**Materials provided**
________

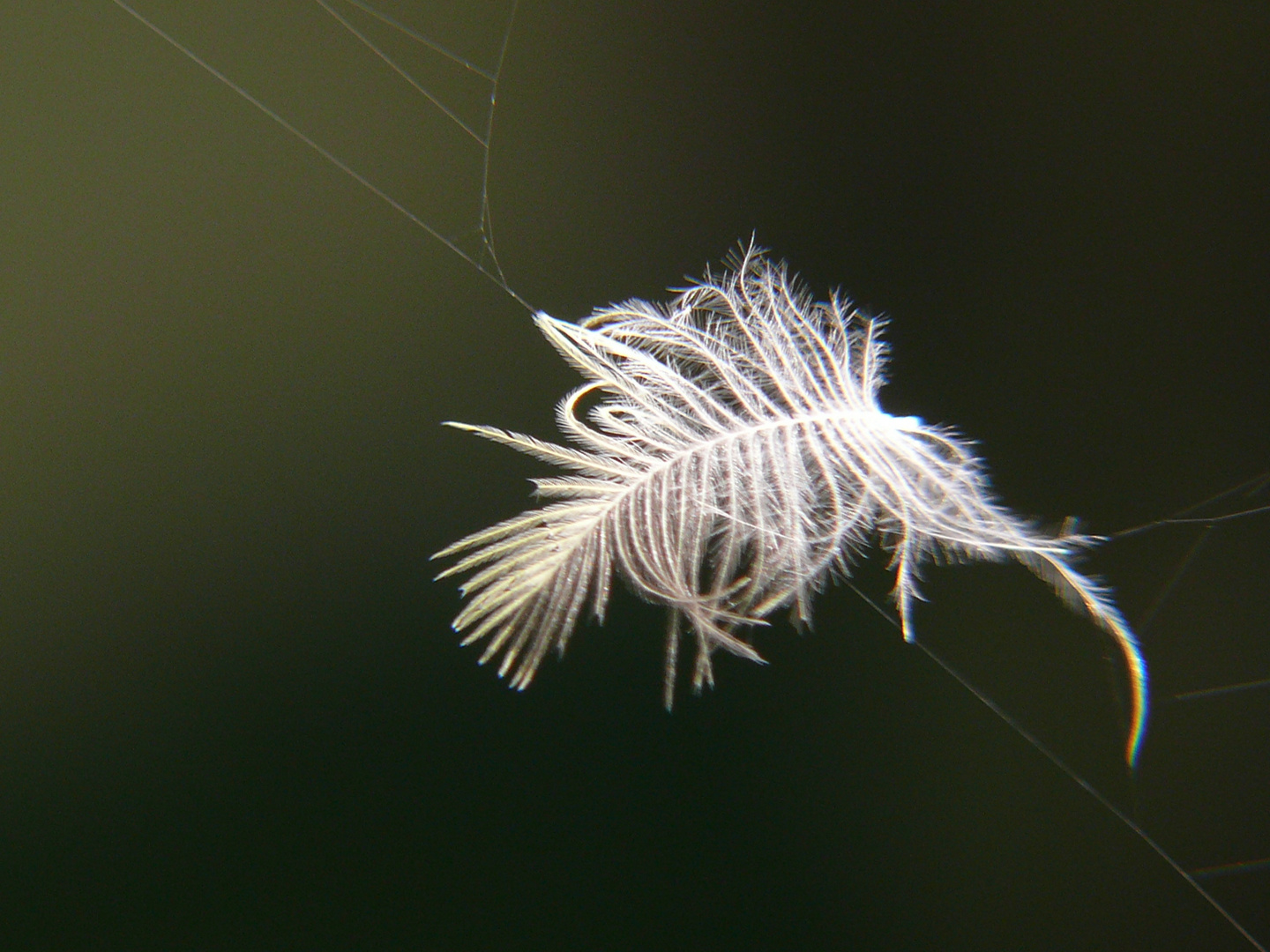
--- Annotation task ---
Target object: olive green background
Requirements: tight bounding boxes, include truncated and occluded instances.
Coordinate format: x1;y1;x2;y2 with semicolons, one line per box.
0;0;1270;949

________

**What you need to do**
Replace "truncated" with "partially cut-off" throughout the items above and give them again with everything else unchanged. Leave out the pictures.

**Result of this task**
--- Annotation task ---
Target object: olive green background
Requirements: tight bounding boxes, include partially cut-off and occluded instances.
Coordinate format: x1;y1;x2;y2 with semicolons, one line per box.
0;0;1270;949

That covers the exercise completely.